_Records for processing_
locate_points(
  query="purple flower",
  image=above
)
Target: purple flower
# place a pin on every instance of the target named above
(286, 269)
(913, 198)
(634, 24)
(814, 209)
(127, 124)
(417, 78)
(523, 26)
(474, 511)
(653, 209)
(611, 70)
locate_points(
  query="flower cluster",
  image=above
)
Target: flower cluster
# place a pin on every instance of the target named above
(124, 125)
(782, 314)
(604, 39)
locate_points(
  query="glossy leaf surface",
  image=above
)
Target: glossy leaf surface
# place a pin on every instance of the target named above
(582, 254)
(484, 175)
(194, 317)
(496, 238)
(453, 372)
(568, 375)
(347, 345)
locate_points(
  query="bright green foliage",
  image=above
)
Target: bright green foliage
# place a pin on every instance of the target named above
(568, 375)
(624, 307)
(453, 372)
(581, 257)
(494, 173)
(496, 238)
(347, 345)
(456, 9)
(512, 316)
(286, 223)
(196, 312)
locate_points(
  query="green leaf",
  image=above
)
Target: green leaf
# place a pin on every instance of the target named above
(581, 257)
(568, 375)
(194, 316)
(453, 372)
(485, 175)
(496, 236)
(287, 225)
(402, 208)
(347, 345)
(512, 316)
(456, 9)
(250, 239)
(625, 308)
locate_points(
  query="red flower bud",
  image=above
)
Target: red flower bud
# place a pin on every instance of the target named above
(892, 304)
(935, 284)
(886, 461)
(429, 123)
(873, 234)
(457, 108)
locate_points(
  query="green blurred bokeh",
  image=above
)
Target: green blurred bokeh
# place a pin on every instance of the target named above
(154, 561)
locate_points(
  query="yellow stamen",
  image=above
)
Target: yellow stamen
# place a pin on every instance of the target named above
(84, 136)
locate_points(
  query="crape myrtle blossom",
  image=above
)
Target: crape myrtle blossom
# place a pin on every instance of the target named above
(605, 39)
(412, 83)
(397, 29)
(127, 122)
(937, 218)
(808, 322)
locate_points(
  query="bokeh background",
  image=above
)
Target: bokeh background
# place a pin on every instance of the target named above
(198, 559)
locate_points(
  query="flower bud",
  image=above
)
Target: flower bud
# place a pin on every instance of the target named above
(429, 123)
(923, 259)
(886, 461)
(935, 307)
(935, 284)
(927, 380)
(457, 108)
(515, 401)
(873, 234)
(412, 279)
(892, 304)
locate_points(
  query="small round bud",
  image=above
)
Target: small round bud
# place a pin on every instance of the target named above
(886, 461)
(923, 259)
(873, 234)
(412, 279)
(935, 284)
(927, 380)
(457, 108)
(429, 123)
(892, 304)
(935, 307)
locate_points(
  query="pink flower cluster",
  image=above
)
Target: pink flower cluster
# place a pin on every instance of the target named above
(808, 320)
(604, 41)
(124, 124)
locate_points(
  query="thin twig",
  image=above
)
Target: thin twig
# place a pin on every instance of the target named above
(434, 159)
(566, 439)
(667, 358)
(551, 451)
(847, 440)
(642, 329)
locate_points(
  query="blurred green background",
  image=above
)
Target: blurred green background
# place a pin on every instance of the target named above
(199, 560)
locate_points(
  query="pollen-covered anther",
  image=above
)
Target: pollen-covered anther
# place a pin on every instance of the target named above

_Request_
Exactly as written above, please repeat the entries.

_Finished answer_
locate_points(
  query="purple flower",
  image=above
)
Target: purple flower
# place a pin on every instance of the target named above
(286, 269)
(913, 198)
(634, 24)
(814, 209)
(127, 124)
(417, 78)
(523, 26)
(474, 511)
(653, 209)
(611, 70)
locate_points(
  query="flower cluster",
  image=above
)
Target: flower cluster
# place a pin on every instance of the target named above
(124, 125)
(782, 314)
(604, 39)
locate_points(
  query="glossy leaf surface",
  image=above
)
Target: glossy leaf surface
# place a pin on every instance of the target named above
(582, 254)
(484, 175)
(194, 317)
(496, 238)
(453, 372)
(568, 375)
(347, 345)
locate_points(
  query="bright green foliage",
  image=above
)
Target: bright green foliage
# place a pin on every instance of the target named above
(568, 375)
(624, 307)
(453, 372)
(581, 257)
(494, 173)
(496, 238)
(347, 345)
(456, 9)
(512, 316)
(286, 223)
(196, 312)
locate_points(
  query="green leaf",
  image=above
)
Target: green leaf
# place a pin on every instance of the target named above
(581, 257)
(568, 375)
(194, 316)
(453, 372)
(485, 175)
(496, 236)
(287, 225)
(402, 208)
(347, 345)
(512, 316)
(456, 9)
(250, 239)
(625, 308)
locate_points(
  query="red flower bud",
  image=above
)
Target: red flower bud
# place a pin on every instance of the target named above
(892, 304)
(935, 284)
(886, 461)
(429, 123)
(873, 234)
(457, 108)
locate_points(
  query="green blurred bokeh",
  image=above
)
Target: green blurred bokeh
# place a pin on every instance of the target named above
(154, 561)
locate_points(
  query="yellow stamen",
  image=above
)
Target: yellow stamen
# place a pin on every instance of the target named above
(84, 136)
locate_points(
  query="crape myrtle blossom",
  image=above
)
Target: crape myrtle blossom
# place a pin on every instance of the target named above
(605, 39)
(412, 83)
(397, 29)
(127, 122)
(937, 218)
(808, 322)
locate_points(
  query="bokeh background",
  image=above
)
Target: bokeh background
# place a pin on every instance of the target named above
(198, 559)
locate_points(
  query="flower bud",
  image=above
)
Target: flower bud
# place a pin on every instance of the target named above
(429, 123)
(923, 259)
(886, 461)
(935, 307)
(935, 284)
(927, 380)
(457, 108)
(515, 401)
(873, 234)
(412, 279)
(892, 304)
locate_points(
  query="small round bud",
  image=above
)
Target: small round bud
# place a pin on every instance of the target named above
(886, 461)
(923, 259)
(873, 234)
(412, 279)
(935, 284)
(927, 380)
(457, 108)
(429, 123)
(892, 304)
(935, 307)
locate_points(
  query="pink flower cluster",
  image=above
)
Target: pink flower cluster
# place a pin on every instance of the target named above
(808, 320)
(604, 41)
(124, 124)
locate_points(
  query="thin twig",
  image=above
)
Target: thin twig
# place a pin on every instance of the target named above
(434, 159)
(566, 439)
(667, 358)
(551, 451)
(847, 440)
(642, 329)
locate_points(
  query="blurred green background",
  image=above
)
Target: blurred green background
# place a pin on every instance of the target named above
(199, 560)
locate_points(
  query="pollen-covered anther",
  image=above
)
Target: pollen-covered anther
# place a pin on every instance of the target named above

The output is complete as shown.